* **Stated goal 1**: Name every person who appears in the mail thread about regularized regression for Mahout.
* **Stated goal 2**: Carry on the mail thread about regularized regression for Mahout from its last line.
--- begin Source ---
Thank you for getting back.
I will post the idea on arxiv.
On Sat, Jun 29, 2013 at 10:58 PM, Ted Dunning <ted.dunning@gmail.com> wrote:
> If practical, this could be very handy.
>
> For reference, penalized linear regression can be used to solve
> compressive sensing problems. It can also be used to accurately reverse
> engineer hashed vector representations.
>
>
>
>
> On Sat, Jun 29, 2013 at 10:27 PM, Timothy Mann <mann.timothy@gmail.com>wrote:
>
>> Hi Michael,
>>
>> Your approach sounds useful and (in my opinion) fills an important gap in
>> existing OSS machine learning libraries. I for one, would be interested in
>> an efficient, parallel implementation of regularized regression. I'm not a
>> contributor to Mahout, but the usual questions when someone wants to
>> contribute an implemented algorithm seem to be:
>>
>> 1. Will you be willing and able (or know of someone who is willing and
>> able) to maintain the code once it is integrated with Mahout? (mahout
>> developers currently seem to be stretched a bit thin)
>> 2. What is the state of the code? Is it already integrated with Mahout?
>> What libraries does it depend on? Does it conform (or can it be fit)
>> nicely
>> to Mahout interfaces? How much work will it be (approximately)?
>> 3. How has your implementation been tested? Do you know of a dataset that
>> can be used for unit testing the framework? Is there a particular use case
>> that is driving your implementation and development of this algorithm?
--- end Source ---
--- begin Data extract ---
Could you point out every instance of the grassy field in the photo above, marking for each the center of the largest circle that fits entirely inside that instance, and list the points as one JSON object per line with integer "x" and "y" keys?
--- end Data extract ---
* **Expected output 1**: Ted Dunning, Timothy Mann, Michael

* **Expected output 2**:
>>
>>
>> King Tim
>>
>>
>> On Jun 30, 2013 1:15 AM, "Michael Kun Yang" <kunyang@stanford.edu> wrote:
>>
>> > Hello,
>> >
>> > I recently implemented a single pass algorithm for penalized linear
>> > regression with cross validation in a big data startup. I'd like to
>> > contribute this to Mahout.
>> >
>> > Penalized linear regression such as Lasso, Elasticnet are widely used
>> in
>> > machine learning, but there are no very efficient scalable
>> implementations
>> > on MapReduce.
>> >
>> > The published distributed algorithms for solving this problem is either
>> > iterative (which is not good for MapReduce, see Steven Boyd's paper) or
>> > approximate (what if we need exact solutions, see Paralleled stochastic
>> > gradient descent); another disadvantage of these algorithms is they can
>> not
>> > do cross validation in the training phase, the user must provide a
>> penalty
>> > parameter in advance.
>> >
>> > My ideas can train the model with cross validation in a simple pass.
>> They
>> > are based on some simple observations. I will post them on Arxiv then
>> share
>> > the link in the followup email.
>> >
>> > Any feedback would be helpful.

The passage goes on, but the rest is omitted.